↓

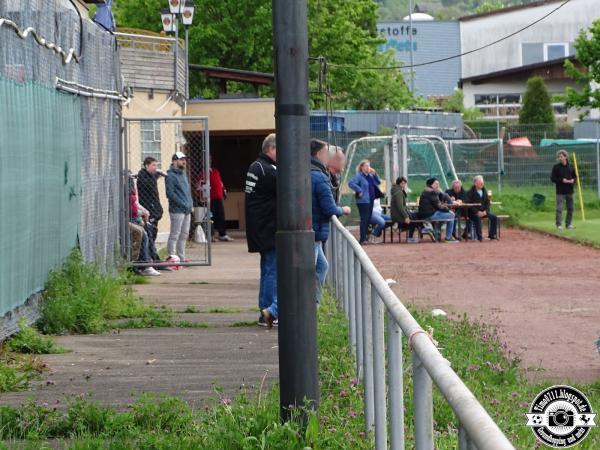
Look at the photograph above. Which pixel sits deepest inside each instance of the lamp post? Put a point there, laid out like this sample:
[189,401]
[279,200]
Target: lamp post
[179,11]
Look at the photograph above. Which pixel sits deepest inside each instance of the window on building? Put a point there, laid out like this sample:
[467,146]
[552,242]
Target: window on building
[150,139]
[555,51]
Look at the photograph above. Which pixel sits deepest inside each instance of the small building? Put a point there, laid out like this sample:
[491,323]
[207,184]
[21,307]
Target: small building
[494,77]
[431,40]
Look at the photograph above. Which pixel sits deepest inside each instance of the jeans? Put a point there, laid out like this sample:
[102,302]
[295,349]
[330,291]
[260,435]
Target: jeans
[560,198]
[322,267]
[379,221]
[218,211]
[443,215]
[152,229]
[476,224]
[365,210]
[180,228]
[267,293]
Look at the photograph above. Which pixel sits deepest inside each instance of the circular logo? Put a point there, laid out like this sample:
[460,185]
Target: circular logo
[560,416]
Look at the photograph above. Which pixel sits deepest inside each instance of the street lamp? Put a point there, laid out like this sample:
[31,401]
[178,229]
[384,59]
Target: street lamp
[179,11]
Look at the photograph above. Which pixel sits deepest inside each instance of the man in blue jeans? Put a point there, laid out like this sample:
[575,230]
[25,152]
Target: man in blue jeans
[431,207]
[323,206]
[261,225]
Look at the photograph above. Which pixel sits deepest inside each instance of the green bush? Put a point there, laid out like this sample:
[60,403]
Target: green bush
[79,298]
[29,340]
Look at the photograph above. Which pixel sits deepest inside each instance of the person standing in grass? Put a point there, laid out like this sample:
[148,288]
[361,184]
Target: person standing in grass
[564,177]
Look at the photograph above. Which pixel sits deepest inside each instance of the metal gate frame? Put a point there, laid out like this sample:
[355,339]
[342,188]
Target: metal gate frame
[124,209]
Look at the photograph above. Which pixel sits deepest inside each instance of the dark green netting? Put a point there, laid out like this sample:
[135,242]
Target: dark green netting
[40,148]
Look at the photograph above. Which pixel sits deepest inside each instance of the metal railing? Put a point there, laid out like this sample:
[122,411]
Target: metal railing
[366,299]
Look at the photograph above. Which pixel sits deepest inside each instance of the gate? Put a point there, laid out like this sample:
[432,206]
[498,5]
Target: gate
[154,202]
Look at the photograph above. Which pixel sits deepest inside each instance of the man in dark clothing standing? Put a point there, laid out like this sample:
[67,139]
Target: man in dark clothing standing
[149,199]
[564,177]
[478,194]
[261,225]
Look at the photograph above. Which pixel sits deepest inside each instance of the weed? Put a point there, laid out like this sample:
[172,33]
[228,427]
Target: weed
[79,298]
[29,340]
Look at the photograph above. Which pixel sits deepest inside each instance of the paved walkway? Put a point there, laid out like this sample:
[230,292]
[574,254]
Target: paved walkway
[114,368]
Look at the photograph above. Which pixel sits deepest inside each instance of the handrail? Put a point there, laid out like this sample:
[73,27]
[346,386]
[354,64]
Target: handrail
[476,424]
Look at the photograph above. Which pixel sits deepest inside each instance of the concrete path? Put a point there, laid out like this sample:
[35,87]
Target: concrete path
[114,368]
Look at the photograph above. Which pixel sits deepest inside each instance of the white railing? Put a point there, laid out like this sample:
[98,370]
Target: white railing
[366,298]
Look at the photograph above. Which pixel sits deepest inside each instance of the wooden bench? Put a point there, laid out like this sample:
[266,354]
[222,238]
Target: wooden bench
[389,224]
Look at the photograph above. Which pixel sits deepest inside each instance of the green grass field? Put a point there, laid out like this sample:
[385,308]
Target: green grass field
[517,202]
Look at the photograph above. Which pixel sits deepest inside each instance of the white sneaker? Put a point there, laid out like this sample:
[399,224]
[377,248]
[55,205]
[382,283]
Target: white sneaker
[150,272]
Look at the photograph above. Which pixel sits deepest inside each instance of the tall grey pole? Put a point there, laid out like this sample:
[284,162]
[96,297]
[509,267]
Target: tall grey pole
[412,61]
[187,63]
[295,242]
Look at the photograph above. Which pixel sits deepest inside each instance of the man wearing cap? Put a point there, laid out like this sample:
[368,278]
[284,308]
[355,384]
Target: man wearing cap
[432,208]
[180,205]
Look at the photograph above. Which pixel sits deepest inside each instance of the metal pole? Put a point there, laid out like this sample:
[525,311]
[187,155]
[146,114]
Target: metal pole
[367,353]
[395,384]
[351,298]
[345,272]
[187,63]
[378,318]
[598,156]
[295,240]
[358,318]
[423,405]
[412,62]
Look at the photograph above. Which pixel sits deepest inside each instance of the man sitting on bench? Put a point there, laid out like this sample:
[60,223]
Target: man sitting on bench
[458,194]
[432,208]
[400,213]
[478,194]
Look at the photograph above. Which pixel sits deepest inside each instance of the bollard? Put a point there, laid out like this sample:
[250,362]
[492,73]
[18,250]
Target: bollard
[379,390]
[423,405]
[395,384]
[367,365]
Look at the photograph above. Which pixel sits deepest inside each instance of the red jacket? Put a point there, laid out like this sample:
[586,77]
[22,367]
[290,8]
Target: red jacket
[217,188]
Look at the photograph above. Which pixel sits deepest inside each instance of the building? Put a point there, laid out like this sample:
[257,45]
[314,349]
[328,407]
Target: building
[431,40]
[494,78]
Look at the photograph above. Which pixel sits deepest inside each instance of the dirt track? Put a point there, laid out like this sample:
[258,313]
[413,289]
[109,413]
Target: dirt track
[541,292]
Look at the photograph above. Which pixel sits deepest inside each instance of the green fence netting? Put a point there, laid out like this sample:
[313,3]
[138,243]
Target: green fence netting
[40,148]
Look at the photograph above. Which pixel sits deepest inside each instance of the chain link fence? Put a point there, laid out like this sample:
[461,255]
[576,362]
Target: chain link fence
[167,221]
[58,151]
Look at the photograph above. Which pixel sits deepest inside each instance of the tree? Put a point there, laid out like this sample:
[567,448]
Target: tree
[238,34]
[536,107]
[587,50]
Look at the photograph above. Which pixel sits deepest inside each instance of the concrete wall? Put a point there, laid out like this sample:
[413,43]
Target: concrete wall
[563,26]
[431,40]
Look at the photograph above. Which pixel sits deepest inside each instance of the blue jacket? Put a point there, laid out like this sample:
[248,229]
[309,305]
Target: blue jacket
[323,206]
[178,192]
[360,184]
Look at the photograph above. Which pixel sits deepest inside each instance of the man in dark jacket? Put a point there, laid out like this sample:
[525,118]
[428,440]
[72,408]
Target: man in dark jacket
[458,195]
[261,225]
[478,194]
[323,206]
[431,207]
[564,177]
[180,205]
[148,197]
[399,211]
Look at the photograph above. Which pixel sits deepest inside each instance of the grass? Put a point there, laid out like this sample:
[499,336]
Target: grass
[517,203]
[29,340]
[475,351]
[80,299]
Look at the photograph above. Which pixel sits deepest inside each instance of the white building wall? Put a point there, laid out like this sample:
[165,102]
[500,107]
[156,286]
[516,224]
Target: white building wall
[563,26]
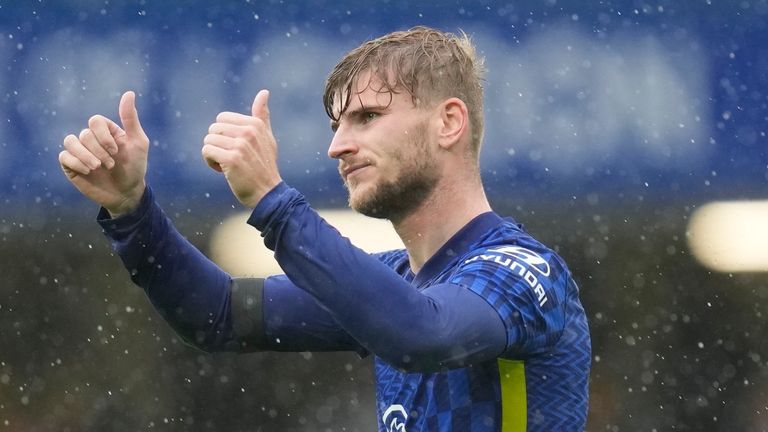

↑

Task objective: Only the pictures are to be left out; repeat all other material exactly.

Solution to the problem:
Look at the photograph above. Which pixel sits deepest inside each instance of the lamp post? Put a point there, laid out like this sample:
[189,401]
[279,200]
Target: lamp post
[179,11]
Look at the photograph above. Which pixel sits deepest inside each instance of the window on building? Put a point there, laid out like this sample:
[467,146]
[552,242]
Target: window on building
[150,139]
[555,51]
Look at the photograph above. Which pixel sits deepest inside each instance of the small building? Put a point there, laid out like this sample:
[491,323]
[207,184]
[21,307]
Target: small building
[494,77]
[431,40]
Look at the photograph above. Which pixel sits deepest inside each instance of the jeans? Put a point there, laid out like this sample:
[102,302]
[295,349]
[330,291]
[260,435]
Target: jeans
[560,198]
[322,267]
[379,221]
[218,211]
[443,215]
[152,229]
[476,224]
[365,210]
[180,228]
[267,293]
Look at the photograph above. Which pixel sits deepest inside each instance of the circular logo? Put a point there, laid out like this sample:
[460,185]
Target: circular logo
[560,416]
Look at the photograph above. Which pixel sits deepest inside each instance of the street lamp? Put a point there, laid out like this sample:
[31,401]
[178,229]
[384,59]
Target: street lamp
[179,11]
Look at the photograph above. Which pixel sits deepest inside each instance of the man in blue jeans? Put a point there, laid out like this sample:
[575,230]
[25,152]
Target: man in blue jeans
[431,207]
[323,206]
[261,225]
Look at the photograph above. Which pixel sits deepest inside each instance of the green bush? Put a point there, laid out like this sample:
[60,403]
Target: green bush
[79,298]
[29,340]
Look at the photograph above. Which pixel sits deepest inside each instance of the person standing in grass? Put a point there, laid out like this sample:
[148,288]
[361,184]
Target: person standing in grass
[564,177]
Look at the photograph above. Which pixel sits deepest inside each instance of the metal gate frame? Put a point there, laid out like this sample:
[355,339]
[342,188]
Target: metal gate frame
[124,209]
Look at the photograph above. Which pixel sits deepest inside each instance of the dark green netting? Put a point there, laid out like this sample:
[135,242]
Target: dark green netting
[40,148]
Look at the photograph above. Which pixel sits deepest inside each instance of the metal railing? Put a point there, laid out like this sample:
[122,411]
Target: metal railing
[366,299]
Look at the photograph above. Which pixel sits deepest inside each instance of the gate? Put a point there, laid out like this sample:
[432,206]
[498,5]
Target: gate
[154,202]
Look at the photograph above. Which pixel sits deepest inside each instance of the man in dark clothing standing? Put a point there, laid out like this sample:
[67,139]
Target: man in dark clothing standing
[149,199]
[564,177]
[478,194]
[261,225]
Look at the photograph above. Which pixel sits deepest inside each instance of the weed? Put a point there, laid out like this sample:
[172,33]
[228,427]
Target: weed
[79,298]
[29,340]
Look at the photograph above. Which pixel sits deepest inside each instance of the paved walkway? Put a point there, laid out like this sample:
[230,292]
[574,254]
Target: paved walkway
[114,368]
Look at the photograph above. Which pixel sits deepest inside each instance of the handrail? Put a point there, laid out like this sample:
[73,27]
[346,386]
[354,64]
Target: handrail
[476,424]
Look at the photograph above. Which pixel sits deepest inside each instance of the concrete path? Put a point there, laid out like this sample:
[35,87]
Target: concrete path
[114,368]
Look at the photograph above. Which pixel sits deepest inside each instance of the white railing? Put a point there, laid out like this sample:
[98,370]
Target: white railing
[366,298]
Look at the photograph above. Which pixel sits deepest inside each instance of the wooden bench? Put a point there, laid out like this sample:
[266,354]
[222,238]
Target: wooden bench
[389,224]
Look at the photograph above. Which pixel sits deepest inside each instance of the green grass field? Put a point there, laid out like this sample:
[385,308]
Target: green grass field
[517,202]
Look at the photograph above. Which pixel sits deepest inside each instance of the white sneaker? Put a point there, laid out like this sample:
[399,224]
[377,248]
[55,205]
[382,283]
Target: white sneaker
[150,272]
Look at the photograph above. Which pixel sits deepest inside each instance of the tall grey pole? Put a point there, laid out like this sample:
[284,162]
[96,297]
[509,267]
Target: tall grey pole
[412,61]
[187,63]
[295,242]
Look at the photograph above. Which pixel sits deepest inside each instance of the man wearing cap? Put a point there, laid out like this sample:
[368,278]
[284,308]
[355,384]
Target: man wearing cap
[432,208]
[180,205]
Look at the photograph above. Which pixel sits deepest inside each instance of the metal pole? Put a point there, laid out like this sample:
[525,311]
[187,155]
[146,114]
Target: metal pole
[367,353]
[395,384]
[351,298]
[345,272]
[187,63]
[378,318]
[598,156]
[295,240]
[358,318]
[423,405]
[412,62]
Look at the photograph above. Which pixel sits deepest inside each instance of the man sitting on bench? Put a point there, laid out like this sample:
[60,223]
Target: man sitting on bench
[458,194]
[432,208]
[400,213]
[478,194]
Look at the photograph above. Which pixel sits deepest inside each instance of the bollard? Put a point there, laid out like this sample:
[250,362]
[492,73]
[18,250]
Target: bollard
[379,390]
[423,405]
[395,384]
[367,365]
Look at the photograph above. Which pixel sits deepest inside each instance of the red jacket? Put a point there, laid out like this sample:
[586,77]
[22,367]
[290,8]
Target: red jacket
[217,188]
Look at the photograph above. Which pixel sits deepest inside each instance of the building? Put a point there, laid out like this sample:
[257,45]
[314,349]
[328,407]
Target: building
[431,40]
[494,78]
Look at the photograph above. Which pixel sits deepest inside each instance of the dirt track? Put a point there, laid out like this sample:
[258,313]
[413,289]
[109,413]
Target: dirt track
[541,292]
Look at the photograph above. Which pixel sits deepest inside each instance of the green fence netting? Put a point there, laid out like this sample:
[313,3]
[138,243]
Target: green fence netting
[40,148]
Look at the photograph above. Which pixel sits deepest inside each instance of the chain link fence? Put a point there, laid out like this sample:
[461,255]
[576,362]
Target: chain link fence
[167,221]
[58,151]
Look at the photograph above. Which pixel sits deepest inside each instance of the tree? Put a point there, laid out like this sample:
[567,448]
Target: tree
[238,34]
[536,107]
[587,50]
Look at the photograph above. Which pixel sits deepest inside each instance of the concrete wall? Put a point there, laid out like this sample:
[413,43]
Target: concrete wall
[563,26]
[431,40]
Look at the photograph above. Which pixel sits deepest inside each instance of the blue jacket? Put a point there, laid out like this sample:
[248,229]
[309,305]
Target: blue jacket
[323,206]
[178,192]
[360,184]
Look at the photograph above. Which pixel sits deepest inside each instance of the man in dark jacket? Put a point there, laid out like this sample:
[525,118]
[428,440]
[72,408]
Target: man in dark jacket
[458,195]
[261,225]
[478,194]
[323,206]
[431,207]
[564,177]
[180,205]
[148,197]
[399,211]
Look at the photograph above. Which pixel sits deepest inside each instance of the grass? Put a point there, laid out like this sample:
[499,336]
Target: grass
[517,203]
[29,340]
[475,351]
[80,299]
Look at the photograph above. Which pixel sits deepest inside each instance of the white building wall? Put a point there, laid out like this sample:
[165,102]
[500,107]
[156,286]
[516,224]
Target: white building wall
[563,26]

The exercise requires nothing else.